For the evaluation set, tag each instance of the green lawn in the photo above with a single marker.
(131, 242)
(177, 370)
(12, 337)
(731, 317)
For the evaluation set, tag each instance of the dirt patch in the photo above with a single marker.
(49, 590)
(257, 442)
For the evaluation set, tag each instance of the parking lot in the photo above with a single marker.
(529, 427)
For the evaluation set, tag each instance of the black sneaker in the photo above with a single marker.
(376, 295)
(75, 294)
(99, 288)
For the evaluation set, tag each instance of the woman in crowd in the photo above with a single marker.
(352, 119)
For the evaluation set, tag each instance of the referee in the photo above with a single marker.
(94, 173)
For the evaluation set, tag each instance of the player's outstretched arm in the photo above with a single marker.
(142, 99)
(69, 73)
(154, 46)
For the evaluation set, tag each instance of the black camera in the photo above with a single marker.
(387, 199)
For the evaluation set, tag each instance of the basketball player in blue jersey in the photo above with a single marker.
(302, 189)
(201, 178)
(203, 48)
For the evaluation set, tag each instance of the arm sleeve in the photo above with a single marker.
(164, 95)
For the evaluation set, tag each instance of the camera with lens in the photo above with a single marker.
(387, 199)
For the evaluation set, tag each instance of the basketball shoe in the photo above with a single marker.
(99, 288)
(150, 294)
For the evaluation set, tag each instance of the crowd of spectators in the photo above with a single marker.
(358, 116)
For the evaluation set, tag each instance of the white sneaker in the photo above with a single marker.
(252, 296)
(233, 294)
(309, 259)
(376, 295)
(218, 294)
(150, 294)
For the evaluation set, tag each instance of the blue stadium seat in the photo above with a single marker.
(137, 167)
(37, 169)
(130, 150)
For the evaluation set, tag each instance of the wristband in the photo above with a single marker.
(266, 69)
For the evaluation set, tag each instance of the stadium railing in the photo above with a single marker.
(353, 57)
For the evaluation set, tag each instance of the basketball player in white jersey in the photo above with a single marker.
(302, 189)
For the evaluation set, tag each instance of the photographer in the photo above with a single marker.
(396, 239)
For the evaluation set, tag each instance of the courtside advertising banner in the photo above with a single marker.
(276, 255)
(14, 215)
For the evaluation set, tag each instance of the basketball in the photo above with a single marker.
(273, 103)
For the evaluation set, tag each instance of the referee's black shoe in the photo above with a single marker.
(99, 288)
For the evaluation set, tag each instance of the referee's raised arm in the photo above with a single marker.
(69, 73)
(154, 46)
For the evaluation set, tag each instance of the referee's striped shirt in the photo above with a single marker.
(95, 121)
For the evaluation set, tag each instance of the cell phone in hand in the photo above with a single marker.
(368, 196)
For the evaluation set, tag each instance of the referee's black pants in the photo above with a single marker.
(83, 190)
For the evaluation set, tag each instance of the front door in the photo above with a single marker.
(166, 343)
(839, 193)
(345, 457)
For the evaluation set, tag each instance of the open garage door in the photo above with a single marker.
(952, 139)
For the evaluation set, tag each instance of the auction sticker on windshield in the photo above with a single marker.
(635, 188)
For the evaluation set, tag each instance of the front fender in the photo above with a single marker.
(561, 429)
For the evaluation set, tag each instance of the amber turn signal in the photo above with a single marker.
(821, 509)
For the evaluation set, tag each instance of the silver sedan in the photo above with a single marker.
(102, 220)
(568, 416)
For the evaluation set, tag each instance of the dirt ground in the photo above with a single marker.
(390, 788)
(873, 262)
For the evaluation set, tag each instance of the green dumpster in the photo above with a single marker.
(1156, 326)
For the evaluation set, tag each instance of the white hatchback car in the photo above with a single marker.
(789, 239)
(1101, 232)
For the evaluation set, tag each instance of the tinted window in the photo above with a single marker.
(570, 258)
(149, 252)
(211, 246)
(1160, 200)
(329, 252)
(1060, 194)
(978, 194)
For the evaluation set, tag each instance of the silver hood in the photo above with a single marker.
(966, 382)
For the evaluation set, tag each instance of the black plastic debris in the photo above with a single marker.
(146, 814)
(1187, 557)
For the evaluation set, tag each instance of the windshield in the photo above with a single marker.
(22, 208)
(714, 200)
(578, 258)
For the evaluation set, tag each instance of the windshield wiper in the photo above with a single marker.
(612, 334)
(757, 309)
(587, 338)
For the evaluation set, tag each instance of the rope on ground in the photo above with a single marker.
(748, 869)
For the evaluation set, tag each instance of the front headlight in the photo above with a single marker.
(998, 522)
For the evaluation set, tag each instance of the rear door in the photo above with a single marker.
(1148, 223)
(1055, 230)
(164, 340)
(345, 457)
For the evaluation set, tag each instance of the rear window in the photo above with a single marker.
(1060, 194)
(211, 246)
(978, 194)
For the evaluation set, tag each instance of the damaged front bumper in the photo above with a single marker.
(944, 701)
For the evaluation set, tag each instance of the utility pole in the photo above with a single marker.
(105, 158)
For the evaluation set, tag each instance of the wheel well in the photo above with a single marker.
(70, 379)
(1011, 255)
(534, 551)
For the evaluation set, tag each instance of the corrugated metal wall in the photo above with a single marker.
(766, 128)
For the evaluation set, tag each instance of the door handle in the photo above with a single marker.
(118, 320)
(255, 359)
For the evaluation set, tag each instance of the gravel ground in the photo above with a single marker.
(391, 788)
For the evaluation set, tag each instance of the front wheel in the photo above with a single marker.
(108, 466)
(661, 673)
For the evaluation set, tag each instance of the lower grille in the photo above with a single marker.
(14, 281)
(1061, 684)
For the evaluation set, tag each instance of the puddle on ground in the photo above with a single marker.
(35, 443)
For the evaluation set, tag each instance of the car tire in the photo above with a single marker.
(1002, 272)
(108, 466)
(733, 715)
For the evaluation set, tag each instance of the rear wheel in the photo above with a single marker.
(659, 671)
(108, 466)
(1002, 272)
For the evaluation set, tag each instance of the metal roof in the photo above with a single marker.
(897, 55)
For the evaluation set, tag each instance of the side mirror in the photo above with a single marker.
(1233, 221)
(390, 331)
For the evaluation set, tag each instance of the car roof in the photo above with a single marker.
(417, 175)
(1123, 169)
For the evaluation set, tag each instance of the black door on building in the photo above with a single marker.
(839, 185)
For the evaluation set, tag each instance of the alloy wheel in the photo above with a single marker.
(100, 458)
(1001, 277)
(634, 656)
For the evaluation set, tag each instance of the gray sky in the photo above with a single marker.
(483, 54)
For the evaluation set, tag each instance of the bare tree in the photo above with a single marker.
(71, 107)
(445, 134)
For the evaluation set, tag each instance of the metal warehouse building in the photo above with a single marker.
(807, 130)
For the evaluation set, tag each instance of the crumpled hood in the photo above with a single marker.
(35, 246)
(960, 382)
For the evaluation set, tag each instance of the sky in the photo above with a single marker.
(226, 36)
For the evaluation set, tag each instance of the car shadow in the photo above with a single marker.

• • •

Problem requirements: Please write out every one of the lines above again, substituting "validation set" for "evaluation set" and keeping all else unchanged.

Task answer:
For the validation set, tag each instance of the green lawn in the photo above with a single marker.
(131, 242)
(177, 370)
(12, 337)
(731, 317)
For the validation set, tag each instance of the dirt patch in the photo above with a single marker.
(49, 590)
(257, 442)
For the validation set, tag each instance of the parking lot in the photo above with a single marker.
(529, 427)
For the validation set, tag each instance of the black sneaker in the photo above with a single marker.
(376, 295)
(75, 294)
(99, 288)
For the validation set, tag each instance of the woman in crowd in the photo above with a single marker.
(352, 119)
For the validation set, tag each instance of the referee in the photo above with a single marker.
(94, 173)
For the validation set, tag each instance of the player's outstretched arm in the photo above with a single marker.
(142, 99)
(69, 73)
(154, 46)
For the validation set, tag each instance of the black camera in the photo above with a single marker.
(387, 199)
For the validation set, tag each instance of the basketball player in blue jersey in the photo above with a single marker.
(302, 189)
(201, 178)
(203, 48)
For the validation set, tag each instance of the arm sleeve in the photo above with a single marker.
(164, 95)
For the validation set, tag each instance of the camera with lens in the photo above with a single marker.
(387, 199)
For the validation set, tag each instance of the basketball shoe in the photo above with a single marker.
(99, 288)
(150, 294)
For the validation set, tag each instance of the crowd of spectators in the photo above with a single marker.
(358, 116)
For the validation set, tag each instance of the white sneaker in the photo above with a single marker.
(252, 296)
(233, 294)
(309, 259)
(376, 295)
(218, 294)
(150, 294)
For the validation set, tag each instance of the blue stadium seat in the photo above with a single marker.
(137, 167)
(37, 169)
(130, 150)
For the validation set, tag each instance of the wristband in the photo above with a single marker.
(266, 69)
For the validation set, tag each instance of the stadium railing in the photo above with a single marker.
(353, 57)
For the validation set, tag each instance of the basketball player in white jersey in the photo above with a single marker.
(302, 189)
For the validation set, tag each instance of the photographer in the photo above with a single marker.
(396, 239)
For the validation set, tag each instance of the courtside advertising banner in the photo above with a single marker.
(276, 255)
(14, 215)
For the validation set, tag each instance of the basketball in the photo above with a single marker.
(273, 103)
For the validation set, tag each instance of the referee's black shoe in the photo above with a single marker.
(99, 288)
For the validation set, tag each instance of the referee's raised arm in the photo above with a single marker.
(69, 73)
(154, 46)
For the validation set, tag each instance of the referee's striped shirt in the photo above with a single marker.
(95, 121)
For the validation set, tag each instance of the cell phone in hand in the photo above with a single marker.
(368, 196)
For the validation set, tag each instance of the referee's black pants in the photo above with a single marker.
(83, 190)
For the validation set, tag each instance of the front door in the photo above with a single marker.
(166, 343)
(839, 193)
(345, 457)
For the validation set, tag each instance of the open garage door in the photo above with a single marker.
(952, 139)
For the validation set, tag each instance of the auction sticker on windshield in the photo above with a single marker.
(635, 188)
For the validation set, tag each instance of the front fender in the photo above with a single marker.
(561, 429)
For the validation set, tag each instance of the amber turn signal in the photo above with a single marker.
(821, 509)
For the validation set, tag each instance of the silver sedan in the photo above with a single marker.
(102, 220)
(568, 416)
For the validation set, tag each instance of the dirt ground in the photo above with a single marker.
(390, 788)
(873, 262)
For the validation set, tag each instance of the green dumpster in the photo above with a single marker.
(1156, 326)
For the validation set, tag each instance of the white hatchback car in the photo above with a single marker.
(789, 239)
(1101, 232)
For the validation set, tag each instance of the tinted window in the photo above with a single marker.
(570, 258)
(149, 252)
(211, 246)
(1160, 200)
(329, 252)
(1060, 194)
(978, 194)
For the validation set, tag each instance of the silver hood in the photo above with a single marker.
(966, 382)
For the validation set, tag each instance of the black plastic debris in the photo above with a single marker.
(146, 814)
(1187, 557)
For the validation set, tag each instance of the windshield in the photo above with a single marker.
(22, 208)
(714, 200)
(578, 258)
For the validation set, tag each instance of the windshield wiper in the photo above with a single marker.
(612, 334)
(757, 309)
(587, 338)
For the validation set, tag each instance of the rope on ground in the photo above with a single marker.
(748, 869)
For the validation set, tag each instance of the front headlight in the photo above with a single marker.
(998, 522)
For the validation set, tag each instance of the rear door in the photo above with a single marker.
(1148, 223)
(1055, 230)
(164, 340)
(345, 457)
For the validation set, tag each instance of the rear window in the photo above with a single marker.
(1060, 194)
(211, 246)
(978, 194)
For the validation set, tag each instance of the damaged front bumper in the photo above with a single marker.
(944, 701)
For the validation set, tag each instance of the utility pole in the photo above with a single marker.
(105, 158)
For the validation set, tag each instance of the wheel well in the photo above with a single marker.
(70, 379)
(1011, 255)
(534, 551)
For the validation set, tag each instance of the corrugated metal wall in the photo above with a single marker.
(766, 128)
For the validation set, tag each instance of the door handle in the photo above with a single marker.
(118, 320)
(255, 359)
For the validation set, tag each instance of the gravel ground in the photo above with a single marker.
(391, 788)
For the validation set, tag each instance of the front wheel in the photo above with a single marker.
(108, 466)
(661, 673)
For the validation set, tag each instance of the lower grille in the photo above with a single marker.
(14, 281)
(1061, 684)
For the validation set, tag each instance of the puddle on ground in the photo above with a single marker.
(35, 443)
For the validation set, tag each instance of the car tire in the photo above with a single marker.
(1002, 272)
(108, 466)
(733, 715)
For the validation set, tag each instance of the rear wheel in the photo above with a single marker.
(659, 671)
(108, 466)
(1002, 272)
For the validation set, tag each instance of the metal roof in the photo above with a single marker.
(897, 55)
For the validation set, tag each instance of the side mirror in the photo above with a single marker.
(1233, 221)
(390, 331)
For the validation set, tag each instance of the car roof in the photo above with a single marker.
(417, 175)
(1123, 169)
For the validation set, tag each instance of the black door on building in the photo above with a single marker.
(839, 185)
For the validation set, tag each instance of the alloy wheel in the photo above with a single marker.
(100, 458)
(1001, 277)
(634, 656)
For the validation set, tag each instance of the gray sky in the photo above with a single marker.
(483, 54)
For the validation set, tag each instance of the bare tree in the photo above with a single marker.
(71, 107)
(445, 134)
For the validation set, tag each instance of the metal warehouse building in the photo above with a single marker.
(807, 130)
For the validation set, tag each instance of the crumpled hood in the photo above with a single marker.
(35, 246)
(960, 382)
For the validation set, tag each instance of the sky in the photo above with a single marker.
(226, 36)
For the validation set, tag each instance of the car shadow in the photo above with a single marker.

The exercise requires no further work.